- _节选_:
────────────────────

题目大意:
给定\(n\)个蚂蚁和\(n\)颗苹果树的坐标,要求每个蚂蚁爬到一颗苹果树旁,使得每个蚂蚁路线不相交且路线总长度最小,求每个蚂蚁爬到哪个苹果树旁?
首先假设有两只蚂蚁路径相交,那么这两个蚂蚁交换目标一定使得总路线缩短且不相交,所以总长度最短时所有蚂蚁路线一定不相交
怎么让总路线最短呢?二分图最小权匹配
其实只要把边权全部取反然后跑最大权匹配就好了
#include<iostream>
#include<cstdio>
#include<cstring>
#include<algorithm>
#include<cmath>
using namespace std;
namespace red{
#define int long long
#define eps (1e-6)
inline int read()
{
int x=0;char ch,f=1;
for(ch=getchar();(ch<'0'||ch>'9')&&ch!='-';ch=getchar());
if(ch=='-') f=0,ch=getchar();
while(ch>='0'&&ch<='9'){x=(x<<1)+(x<<3)+ch-'0';ch=getchar();}
return f?x:-x;
}
const int N=210;
int n;
struct node
{
int x,y;
}ant[N],tr[N];
double jx[N][N];
inline int sqr(int x){return x*x;}
inline double dis(int i,int j)
{
return sqrt(sqr(ant[i].x-tr[j].x)+sqr(ant[i].y-tr[j].y));
}
double exl[N],exr[N],slack[N];
bool visl[N],visr[N];
int f[N],g[N];
inline bool find(int x)
{
visl[x]=1;
for(int y=1;y<=n;++y)
{
if(visr[y]) continue;
double tmp=exl[x]+exr[y]-jx[x][y];
if(fabs(tmp)<eps)
{
visr[y]=1;
if(!f[y]||find(f[y]))
{
f[y]=x;
g[x]=y;
return 1;
}
}
else slack[y]=min(tmp,slack[y]);
}
return 0;
}
inline void km()
{
for(int i=1;i<=n;++i)
{
exl[i]=jx[i][1];
for(int j=2;j<=n;++j)
{
exl[i]=max(exl[i],jx[i][j]);
}
}
for(int i=1;i<=n;++i)
{
for(int j=1;j<=n;++j)

────────────────────

[数据集中的若干行]
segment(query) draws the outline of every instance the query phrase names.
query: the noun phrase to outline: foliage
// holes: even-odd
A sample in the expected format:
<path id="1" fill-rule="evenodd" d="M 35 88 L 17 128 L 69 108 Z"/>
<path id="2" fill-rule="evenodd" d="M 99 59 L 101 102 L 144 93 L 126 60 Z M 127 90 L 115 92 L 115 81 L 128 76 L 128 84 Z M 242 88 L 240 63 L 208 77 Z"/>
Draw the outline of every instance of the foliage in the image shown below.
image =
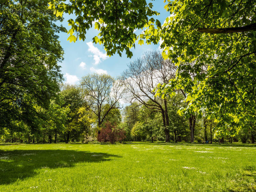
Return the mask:
<path id="1" fill-rule="evenodd" d="M 47 1 L 0 3 L 0 129 L 18 131 L 22 121 L 35 132 L 62 80 L 63 52 L 56 33 L 65 31 L 47 10 Z M 21 131 L 21 130 L 20 130 Z"/>
<path id="2" fill-rule="evenodd" d="M 80 108 L 86 105 L 86 103 L 81 90 L 75 85 L 65 85 L 60 92 L 60 97 L 61 106 L 68 106 L 70 109 L 68 114 L 68 119 L 66 122 L 64 131 L 64 134 L 67 135 L 67 138 L 65 140 L 67 143 L 70 137 L 72 137 L 73 141 L 75 138 L 78 138 L 81 132 L 83 131 L 84 125 L 83 123 L 87 123 L 84 122 L 85 119 L 83 119 L 83 117 L 81 116 L 81 113 L 83 112 L 81 111 L 78 112 Z M 84 117 L 86 118 L 86 117 Z"/>
<path id="3" fill-rule="evenodd" d="M 64 1 L 53 1 L 49 9 L 57 17 L 76 13 L 69 21 L 70 41 L 75 31 L 84 40 L 95 20 L 100 33 L 94 42 L 103 44 L 109 55 L 126 50 L 131 57 L 136 39 L 141 45 L 162 40 L 164 58 L 179 68 L 175 78 L 160 83 L 157 94 L 164 98 L 183 90 L 188 104 L 181 113 L 214 120 L 216 134 L 228 137 L 255 122 L 254 1 L 168 0 L 164 8 L 170 15 L 162 25 L 149 18 L 158 13 L 145 0 Z M 144 30 L 137 36 L 135 28 Z"/>
<path id="4" fill-rule="evenodd" d="M 120 108 L 118 101 L 122 97 L 122 86 L 110 75 L 88 75 L 82 77 L 80 86 L 87 103 L 86 107 L 97 116 L 99 127 L 106 118 L 110 118 L 111 113 L 113 115 L 114 112 L 119 112 L 116 109 Z M 120 116 L 116 114 L 116 120 L 118 121 Z"/>
<path id="5" fill-rule="evenodd" d="M 78 37 L 79 40 L 84 41 L 86 31 L 92 27 L 94 23 L 94 28 L 100 33 L 93 37 L 93 42 L 103 44 L 108 55 L 113 55 L 117 52 L 121 56 L 122 52 L 125 51 L 127 57 L 130 58 L 132 53 L 130 49 L 135 47 L 135 41 L 139 37 L 135 30 L 148 25 L 152 26 L 155 20 L 148 17 L 159 14 L 151 10 L 152 3 L 148 4 L 145 0 L 67 2 L 54 0 L 49 4 L 49 8 L 55 11 L 57 17 L 61 17 L 63 12 L 76 14 L 75 20 L 70 19 L 68 21 L 71 28 L 68 32 L 70 36 L 68 40 L 70 42 L 75 42 Z M 161 26 L 157 20 L 156 23 L 158 27 Z M 74 33 L 77 33 L 77 37 L 73 34 Z M 153 30 L 152 33 L 157 33 L 157 30 Z M 143 43 L 143 40 L 139 41 L 140 44 Z"/>
<path id="6" fill-rule="evenodd" d="M 146 139 L 146 134 L 145 132 L 143 123 L 137 121 L 134 124 L 131 131 L 131 135 L 133 137 L 135 140 L 141 141 Z"/>
<path id="7" fill-rule="evenodd" d="M 179 66 L 159 94 L 183 89 L 188 105 L 181 112 L 215 120 L 217 135 L 233 136 L 256 120 L 255 5 L 181 0 L 165 7 L 172 15 L 161 31 L 163 55 Z"/>
<path id="8" fill-rule="evenodd" d="M 98 140 L 100 142 L 109 141 L 113 144 L 116 141 L 123 141 L 125 138 L 125 134 L 123 129 L 118 128 L 116 125 L 108 122 L 98 133 Z"/>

────────────────────

- _任务_:
- A) 判断下列三项说法是否与节选相符,逐项回答"是"或"否",并原样引出节选中起决定作用的文字:(i)总长度最短时,所有蚂蚁的路线一定不相交;(ii)求最小权匹配时,可以把边权全部取反后跑最大权匹配;(iii)代码中常量N的值设为100。
- B) 请从节选中原样摘出一段文字,从“首先假设有两只蚂蚁路径相交,那么这两个蚂”开始,到“#define eps (1e-6)”为止,包括这两处本身。

- _参考答案_:
- A)
(i)是。"所以总长度最短时所有蚂蚁路线一定不相交"
(ii)是。"其实只要把边权全部取反然后跑最大权匹配就好了"
(iii)否。"const int N=210;"

- B)
首先假设有两只蚂蚁路径相交,那么这两个蚂蚁交换目标一定使得总路线缩短且不相交,所以总长度最短时所有蚂蚁路线一定不相交
怎么让总路线最短呢?二分图最小权匹配
其实只要把边权全部取反然后跑最大权匹配就好了
#include<iostream>
#include<cstdio>
#include<cstring>
#include<algorithm>
#include<cmath>
using namespace std;
namespace red{
#define int long long
#define eps (1e-6)